• TO DO
Output the records in full, exactly as given.

• RECORDS SHOWN
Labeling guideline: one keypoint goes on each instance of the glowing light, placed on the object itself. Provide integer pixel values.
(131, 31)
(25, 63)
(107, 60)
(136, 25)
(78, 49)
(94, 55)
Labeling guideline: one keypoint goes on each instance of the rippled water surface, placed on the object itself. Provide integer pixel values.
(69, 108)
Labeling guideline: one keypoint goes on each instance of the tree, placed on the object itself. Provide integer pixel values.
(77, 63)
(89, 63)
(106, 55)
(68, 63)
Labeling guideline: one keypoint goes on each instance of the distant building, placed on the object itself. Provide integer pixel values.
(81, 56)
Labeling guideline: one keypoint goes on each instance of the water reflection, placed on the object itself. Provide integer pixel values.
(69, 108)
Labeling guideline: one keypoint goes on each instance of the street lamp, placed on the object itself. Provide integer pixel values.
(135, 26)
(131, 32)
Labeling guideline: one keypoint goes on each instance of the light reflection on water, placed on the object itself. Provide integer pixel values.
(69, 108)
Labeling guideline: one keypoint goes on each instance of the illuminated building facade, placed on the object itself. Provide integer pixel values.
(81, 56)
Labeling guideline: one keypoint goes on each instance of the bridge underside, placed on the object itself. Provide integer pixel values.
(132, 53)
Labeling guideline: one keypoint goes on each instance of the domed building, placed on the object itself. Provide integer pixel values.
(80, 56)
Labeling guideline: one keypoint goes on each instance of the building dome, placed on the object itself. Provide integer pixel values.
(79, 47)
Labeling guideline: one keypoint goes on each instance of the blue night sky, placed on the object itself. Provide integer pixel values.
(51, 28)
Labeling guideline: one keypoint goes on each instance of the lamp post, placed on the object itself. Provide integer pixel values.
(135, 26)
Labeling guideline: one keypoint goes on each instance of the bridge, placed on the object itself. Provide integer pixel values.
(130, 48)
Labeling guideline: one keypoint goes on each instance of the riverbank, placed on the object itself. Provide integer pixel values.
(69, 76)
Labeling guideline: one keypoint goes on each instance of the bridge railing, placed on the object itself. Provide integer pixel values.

• EXERCISE OUTPUT
Labeling guideline: one keypoint goes on each instance of the glowing light, placed on the object itself. Provide integer pixel values.
(131, 31)
(25, 63)
(107, 60)
(136, 25)
(78, 49)
(94, 55)
Labeling guideline: one keypoint goes on each instance of the rippled water surface, placed on the object itself. Provide integer pixel values.
(69, 108)
Labeling guideline: one keypoint goes on each instance of the tree, placed on the object itself. Provide integer pixel values.
(77, 63)
(89, 63)
(106, 55)
(68, 63)
Labeling guideline: one keypoint goes on each instance of the distant building, placed on the object itself. Provide integer pixel values.
(81, 56)
Labeling guideline: one keypoint goes on each instance of the water reflection, placed on the object itself. Provide integer pixel values.
(69, 108)
Labeling guideline: one keypoint goes on each instance of the street lamp, placed on the object itself. Provide integer pixel values.
(135, 26)
(131, 32)
Labeling guideline: one keypoint goes on each instance of the light reflection on water, placed on the object itself. Provide integer pixel values.
(69, 108)
Labeling guideline: one keypoint goes on each instance of the illuminated building facade, placed on the object itself. Provide integer pixel values.
(81, 56)
Labeling guideline: one keypoint goes on each instance of the bridge underside, placed on the object itself. Provide integer pixel values.
(132, 53)
Labeling guideline: one keypoint goes on each instance of the domed building, placed on the object itself. Provide integer pixel values.
(80, 56)
Labeling guideline: one keypoint goes on each instance of the building dome, placed on the object itself. Provide integer pixel values.
(79, 47)
Labeling guideline: one keypoint goes on each instance of the blue night sky, placed on the object itself. Provide integer pixel values.
(51, 28)
Labeling guideline: one keypoint goes on each instance of the lamp post, placed on the object itself. Provide integer pixel values.
(135, 26)
Labeling guideline: one keypoint goes on each instance of the bridge, placed on the object itself. Provide integer pixel values.
(130, 48)
Labeling guideline: one keypoint goes on each instance of the riverbank, placed on the object itself. Provide integer pixel values.
(69, 76)
Labeling guideline: one keypoint goes on each instance of the bridge railing, placed on the object itself. Provide integer pixel values.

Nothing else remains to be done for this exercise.